• _Data for the task_

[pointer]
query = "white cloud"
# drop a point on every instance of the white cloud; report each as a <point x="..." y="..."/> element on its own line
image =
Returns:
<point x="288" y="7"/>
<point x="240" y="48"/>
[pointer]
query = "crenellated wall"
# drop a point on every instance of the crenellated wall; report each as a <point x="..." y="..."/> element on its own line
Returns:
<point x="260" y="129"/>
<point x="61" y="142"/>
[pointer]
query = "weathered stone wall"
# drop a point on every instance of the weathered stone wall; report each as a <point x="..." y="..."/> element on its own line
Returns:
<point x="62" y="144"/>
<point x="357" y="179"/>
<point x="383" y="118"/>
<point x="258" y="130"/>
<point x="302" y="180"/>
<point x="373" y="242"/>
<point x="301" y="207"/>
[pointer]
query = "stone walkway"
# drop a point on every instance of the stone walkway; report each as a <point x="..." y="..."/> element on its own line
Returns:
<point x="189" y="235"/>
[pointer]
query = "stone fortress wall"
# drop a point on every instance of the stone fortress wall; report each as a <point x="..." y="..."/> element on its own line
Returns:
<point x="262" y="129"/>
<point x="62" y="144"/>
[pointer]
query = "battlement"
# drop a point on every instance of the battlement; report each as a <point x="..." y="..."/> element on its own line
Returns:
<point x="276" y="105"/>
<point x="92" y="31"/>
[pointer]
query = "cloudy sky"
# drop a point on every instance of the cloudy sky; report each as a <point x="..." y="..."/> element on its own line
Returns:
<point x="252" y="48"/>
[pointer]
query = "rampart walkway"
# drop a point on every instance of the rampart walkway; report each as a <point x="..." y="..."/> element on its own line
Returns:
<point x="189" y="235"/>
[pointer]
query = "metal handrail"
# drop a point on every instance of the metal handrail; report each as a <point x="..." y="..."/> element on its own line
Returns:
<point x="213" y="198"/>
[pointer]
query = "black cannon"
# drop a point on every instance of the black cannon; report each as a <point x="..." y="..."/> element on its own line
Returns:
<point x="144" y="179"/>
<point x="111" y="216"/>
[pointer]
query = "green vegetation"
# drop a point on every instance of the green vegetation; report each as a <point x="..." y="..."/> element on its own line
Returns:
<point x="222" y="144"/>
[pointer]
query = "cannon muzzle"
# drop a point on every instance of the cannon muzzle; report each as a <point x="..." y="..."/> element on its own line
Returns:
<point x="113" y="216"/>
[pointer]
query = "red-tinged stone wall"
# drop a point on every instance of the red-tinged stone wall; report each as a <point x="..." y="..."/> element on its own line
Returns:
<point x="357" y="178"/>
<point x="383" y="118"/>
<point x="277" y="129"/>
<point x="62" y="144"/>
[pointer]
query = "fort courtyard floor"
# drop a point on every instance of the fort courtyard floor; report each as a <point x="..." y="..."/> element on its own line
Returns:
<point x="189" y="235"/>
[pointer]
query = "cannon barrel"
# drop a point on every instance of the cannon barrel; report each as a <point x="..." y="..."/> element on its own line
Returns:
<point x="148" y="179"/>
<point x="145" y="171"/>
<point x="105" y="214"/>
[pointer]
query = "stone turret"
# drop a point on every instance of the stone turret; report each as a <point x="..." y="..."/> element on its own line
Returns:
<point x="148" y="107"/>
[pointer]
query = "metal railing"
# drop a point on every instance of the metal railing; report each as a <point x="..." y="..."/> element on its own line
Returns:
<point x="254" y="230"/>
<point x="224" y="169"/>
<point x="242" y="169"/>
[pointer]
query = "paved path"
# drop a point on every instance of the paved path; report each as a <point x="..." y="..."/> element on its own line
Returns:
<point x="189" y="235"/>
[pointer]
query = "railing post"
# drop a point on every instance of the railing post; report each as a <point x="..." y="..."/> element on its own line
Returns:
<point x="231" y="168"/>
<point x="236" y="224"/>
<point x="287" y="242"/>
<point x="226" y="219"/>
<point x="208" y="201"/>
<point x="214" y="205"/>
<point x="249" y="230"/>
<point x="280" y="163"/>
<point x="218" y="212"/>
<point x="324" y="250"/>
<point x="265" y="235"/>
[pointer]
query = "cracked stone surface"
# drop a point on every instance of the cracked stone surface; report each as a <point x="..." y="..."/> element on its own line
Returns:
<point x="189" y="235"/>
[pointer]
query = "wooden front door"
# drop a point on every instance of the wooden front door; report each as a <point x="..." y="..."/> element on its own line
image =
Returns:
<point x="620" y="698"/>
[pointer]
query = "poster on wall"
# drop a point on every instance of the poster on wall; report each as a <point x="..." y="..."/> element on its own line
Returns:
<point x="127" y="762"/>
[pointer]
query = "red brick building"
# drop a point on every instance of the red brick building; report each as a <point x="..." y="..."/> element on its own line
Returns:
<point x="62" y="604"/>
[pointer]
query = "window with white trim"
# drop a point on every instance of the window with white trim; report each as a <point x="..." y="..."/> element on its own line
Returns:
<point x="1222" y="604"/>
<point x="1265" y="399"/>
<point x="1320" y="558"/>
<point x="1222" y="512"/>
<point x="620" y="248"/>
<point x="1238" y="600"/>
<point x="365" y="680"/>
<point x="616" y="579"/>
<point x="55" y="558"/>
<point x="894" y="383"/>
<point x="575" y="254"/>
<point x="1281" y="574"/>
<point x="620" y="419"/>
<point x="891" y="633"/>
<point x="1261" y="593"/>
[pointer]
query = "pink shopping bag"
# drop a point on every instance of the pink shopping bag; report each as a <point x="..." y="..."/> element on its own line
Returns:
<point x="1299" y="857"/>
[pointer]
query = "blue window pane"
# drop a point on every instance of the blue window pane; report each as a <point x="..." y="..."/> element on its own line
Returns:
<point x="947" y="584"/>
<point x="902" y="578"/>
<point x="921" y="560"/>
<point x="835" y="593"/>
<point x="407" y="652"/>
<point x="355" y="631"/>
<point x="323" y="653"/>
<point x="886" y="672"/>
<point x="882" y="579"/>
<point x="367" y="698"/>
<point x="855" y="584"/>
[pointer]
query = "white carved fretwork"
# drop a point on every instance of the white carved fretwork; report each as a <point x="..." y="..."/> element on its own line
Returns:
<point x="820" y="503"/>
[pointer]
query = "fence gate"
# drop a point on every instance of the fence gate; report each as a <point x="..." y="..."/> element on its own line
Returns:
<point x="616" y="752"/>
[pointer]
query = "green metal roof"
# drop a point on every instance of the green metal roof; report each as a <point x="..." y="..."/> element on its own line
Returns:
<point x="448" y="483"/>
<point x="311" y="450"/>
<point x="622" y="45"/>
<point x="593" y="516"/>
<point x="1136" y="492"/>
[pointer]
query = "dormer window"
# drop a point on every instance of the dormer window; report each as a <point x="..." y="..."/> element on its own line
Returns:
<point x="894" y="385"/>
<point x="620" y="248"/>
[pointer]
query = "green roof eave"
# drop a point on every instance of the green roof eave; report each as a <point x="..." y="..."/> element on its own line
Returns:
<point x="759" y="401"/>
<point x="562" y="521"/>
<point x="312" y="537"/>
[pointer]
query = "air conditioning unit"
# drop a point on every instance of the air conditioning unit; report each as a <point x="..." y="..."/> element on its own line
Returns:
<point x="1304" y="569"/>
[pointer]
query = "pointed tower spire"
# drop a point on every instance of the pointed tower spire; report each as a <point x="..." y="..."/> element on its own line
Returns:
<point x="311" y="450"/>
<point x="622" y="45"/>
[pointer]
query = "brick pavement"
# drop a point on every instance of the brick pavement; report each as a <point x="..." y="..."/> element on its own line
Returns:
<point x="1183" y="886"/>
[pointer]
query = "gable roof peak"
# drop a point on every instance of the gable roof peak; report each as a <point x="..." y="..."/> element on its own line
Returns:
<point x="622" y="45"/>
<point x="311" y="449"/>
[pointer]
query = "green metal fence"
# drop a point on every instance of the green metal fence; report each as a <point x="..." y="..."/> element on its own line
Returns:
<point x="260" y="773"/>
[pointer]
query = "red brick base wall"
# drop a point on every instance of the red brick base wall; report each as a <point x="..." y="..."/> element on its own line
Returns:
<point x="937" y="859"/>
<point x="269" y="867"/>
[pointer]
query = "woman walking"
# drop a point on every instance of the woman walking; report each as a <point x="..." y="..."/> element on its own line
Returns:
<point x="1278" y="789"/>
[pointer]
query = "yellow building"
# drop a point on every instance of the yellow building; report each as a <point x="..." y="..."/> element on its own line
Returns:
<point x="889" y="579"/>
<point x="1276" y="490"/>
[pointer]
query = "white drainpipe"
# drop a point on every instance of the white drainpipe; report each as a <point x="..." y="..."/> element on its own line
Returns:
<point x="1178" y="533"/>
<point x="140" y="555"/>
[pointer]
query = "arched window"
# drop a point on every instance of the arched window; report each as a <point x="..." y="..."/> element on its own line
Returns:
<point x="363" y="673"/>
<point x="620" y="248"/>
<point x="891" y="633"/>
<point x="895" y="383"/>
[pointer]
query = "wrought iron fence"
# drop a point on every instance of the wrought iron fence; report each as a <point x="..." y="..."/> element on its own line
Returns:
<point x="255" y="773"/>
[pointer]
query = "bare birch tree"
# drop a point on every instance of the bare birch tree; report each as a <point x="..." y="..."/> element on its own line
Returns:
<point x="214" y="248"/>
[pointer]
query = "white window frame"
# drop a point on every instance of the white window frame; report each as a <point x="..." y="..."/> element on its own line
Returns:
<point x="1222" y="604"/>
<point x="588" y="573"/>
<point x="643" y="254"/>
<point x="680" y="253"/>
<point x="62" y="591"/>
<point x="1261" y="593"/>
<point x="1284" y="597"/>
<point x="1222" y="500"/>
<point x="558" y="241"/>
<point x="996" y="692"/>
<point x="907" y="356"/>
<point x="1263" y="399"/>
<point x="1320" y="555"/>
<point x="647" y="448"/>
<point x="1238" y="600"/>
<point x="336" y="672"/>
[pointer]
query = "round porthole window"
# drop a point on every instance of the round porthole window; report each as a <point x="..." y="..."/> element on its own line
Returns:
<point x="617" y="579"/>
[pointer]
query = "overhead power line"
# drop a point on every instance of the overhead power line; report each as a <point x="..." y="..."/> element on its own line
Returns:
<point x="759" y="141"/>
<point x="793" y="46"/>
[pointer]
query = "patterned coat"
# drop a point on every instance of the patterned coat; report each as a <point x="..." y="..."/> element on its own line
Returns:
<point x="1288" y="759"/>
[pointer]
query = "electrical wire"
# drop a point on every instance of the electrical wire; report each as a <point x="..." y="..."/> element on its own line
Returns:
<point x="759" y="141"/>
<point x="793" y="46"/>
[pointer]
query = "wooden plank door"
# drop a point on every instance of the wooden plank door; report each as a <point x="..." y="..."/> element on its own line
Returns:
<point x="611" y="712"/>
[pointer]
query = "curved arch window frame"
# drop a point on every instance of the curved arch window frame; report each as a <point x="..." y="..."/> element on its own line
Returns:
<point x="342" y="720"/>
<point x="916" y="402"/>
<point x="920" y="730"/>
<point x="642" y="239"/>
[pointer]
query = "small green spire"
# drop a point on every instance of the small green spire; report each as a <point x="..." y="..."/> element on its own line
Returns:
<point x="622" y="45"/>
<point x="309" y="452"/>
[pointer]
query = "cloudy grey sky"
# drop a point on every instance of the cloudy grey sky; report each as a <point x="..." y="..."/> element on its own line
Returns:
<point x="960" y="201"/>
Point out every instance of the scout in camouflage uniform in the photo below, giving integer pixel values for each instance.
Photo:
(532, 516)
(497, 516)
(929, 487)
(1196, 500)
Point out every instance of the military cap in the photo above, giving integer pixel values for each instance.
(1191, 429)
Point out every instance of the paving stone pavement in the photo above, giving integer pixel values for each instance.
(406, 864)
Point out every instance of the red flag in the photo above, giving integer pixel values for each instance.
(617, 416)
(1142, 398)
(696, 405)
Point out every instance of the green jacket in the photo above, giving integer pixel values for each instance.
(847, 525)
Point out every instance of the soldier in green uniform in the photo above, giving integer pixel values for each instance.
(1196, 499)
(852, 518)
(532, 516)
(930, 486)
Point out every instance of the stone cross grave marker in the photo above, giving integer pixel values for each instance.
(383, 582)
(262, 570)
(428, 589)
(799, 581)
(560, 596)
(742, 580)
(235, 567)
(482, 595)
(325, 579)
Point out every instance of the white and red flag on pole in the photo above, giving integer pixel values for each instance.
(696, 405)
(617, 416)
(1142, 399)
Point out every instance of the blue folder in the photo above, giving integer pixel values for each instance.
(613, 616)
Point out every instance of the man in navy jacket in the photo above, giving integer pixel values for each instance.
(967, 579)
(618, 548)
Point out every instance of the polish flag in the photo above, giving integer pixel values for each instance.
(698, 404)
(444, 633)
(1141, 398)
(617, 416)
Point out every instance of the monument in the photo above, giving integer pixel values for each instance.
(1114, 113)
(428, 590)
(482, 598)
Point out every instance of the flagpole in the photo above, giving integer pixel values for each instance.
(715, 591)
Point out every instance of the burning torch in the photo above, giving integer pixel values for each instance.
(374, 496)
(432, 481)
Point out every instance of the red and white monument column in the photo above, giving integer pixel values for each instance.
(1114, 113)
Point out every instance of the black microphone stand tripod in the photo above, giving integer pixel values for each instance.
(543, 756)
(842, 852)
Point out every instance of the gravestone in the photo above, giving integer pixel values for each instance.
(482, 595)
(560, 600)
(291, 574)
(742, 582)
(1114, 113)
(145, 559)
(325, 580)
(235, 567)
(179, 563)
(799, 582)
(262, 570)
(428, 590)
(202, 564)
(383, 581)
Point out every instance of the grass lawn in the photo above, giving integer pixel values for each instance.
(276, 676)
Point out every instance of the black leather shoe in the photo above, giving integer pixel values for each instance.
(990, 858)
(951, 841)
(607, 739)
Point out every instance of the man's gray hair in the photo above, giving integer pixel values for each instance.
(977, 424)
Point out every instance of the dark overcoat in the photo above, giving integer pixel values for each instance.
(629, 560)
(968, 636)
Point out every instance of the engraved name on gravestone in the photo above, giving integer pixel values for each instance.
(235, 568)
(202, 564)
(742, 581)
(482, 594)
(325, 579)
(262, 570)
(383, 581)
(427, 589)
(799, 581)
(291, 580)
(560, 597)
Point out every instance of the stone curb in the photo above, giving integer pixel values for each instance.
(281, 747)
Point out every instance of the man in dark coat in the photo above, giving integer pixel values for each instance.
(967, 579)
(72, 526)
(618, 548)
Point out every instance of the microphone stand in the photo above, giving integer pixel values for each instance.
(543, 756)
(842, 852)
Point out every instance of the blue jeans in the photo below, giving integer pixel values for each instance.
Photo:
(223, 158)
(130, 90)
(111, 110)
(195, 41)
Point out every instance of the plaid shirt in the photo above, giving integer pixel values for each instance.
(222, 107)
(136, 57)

• _Task goal_
Retype the lines from the one containing "Point out every instance of the man's" to the last line above. Change nothing and include no others.

• _Result_
Point out every instance of the man's gray hair in the photo above, giving integer pixel values for each instance.
(977, 424)
Point out every instance of the dark overcoat in the photo above, giving integer pixel values for each instance.
(629, 560)
(968, 636)
Point out every instance of the engraved name on gravestone in the photo above, giving integer pixel values for each instance.
(235, 568)
(202, 564)
(742, 581)
(482, 594)
(325, 579)
(262, 570)
(383, 581)
(427, 589)
(799, 581)
(291, 580)
(560, 597)
Point out every instance of the stone curb in the photo above, giving integer pixel values for each instance.
(281, 747)
Point out every instance of the man in dark coat in the photo above, giving integer pixel values for each instance.
(967, 579)
(72, 526)
(618, 548)
Point out every instance of the microphone stand in the photo above, giving integer pixel values for each instance.
(543, 756)
(842, 852)
Point out every instance of the blue jeans in the photo below, giving integer pixel values for each instance.
Photo:
(223, 158)
(130, 90)
(111, 110)
(195, 41)
Point out every instance of the plaid shirt in the photo above, giving integer pixel values for each instance.
(222, 107)
(136, 57)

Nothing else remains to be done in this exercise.